# GIVEN TASK
Gather every line of the records that contains the string "item" and copy each one out.

Stored records
- - -

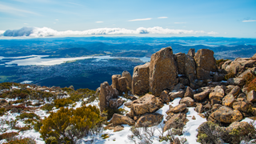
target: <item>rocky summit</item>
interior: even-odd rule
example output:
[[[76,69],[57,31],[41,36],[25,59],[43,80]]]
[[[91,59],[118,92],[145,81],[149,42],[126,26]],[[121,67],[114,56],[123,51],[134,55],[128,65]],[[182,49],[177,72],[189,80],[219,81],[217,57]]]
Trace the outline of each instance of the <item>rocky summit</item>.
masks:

- - -

# WORKED SOLUTION
target: <item>rocky summit</item>
Trace the outline of each instance of the <item>rocky summit</item>.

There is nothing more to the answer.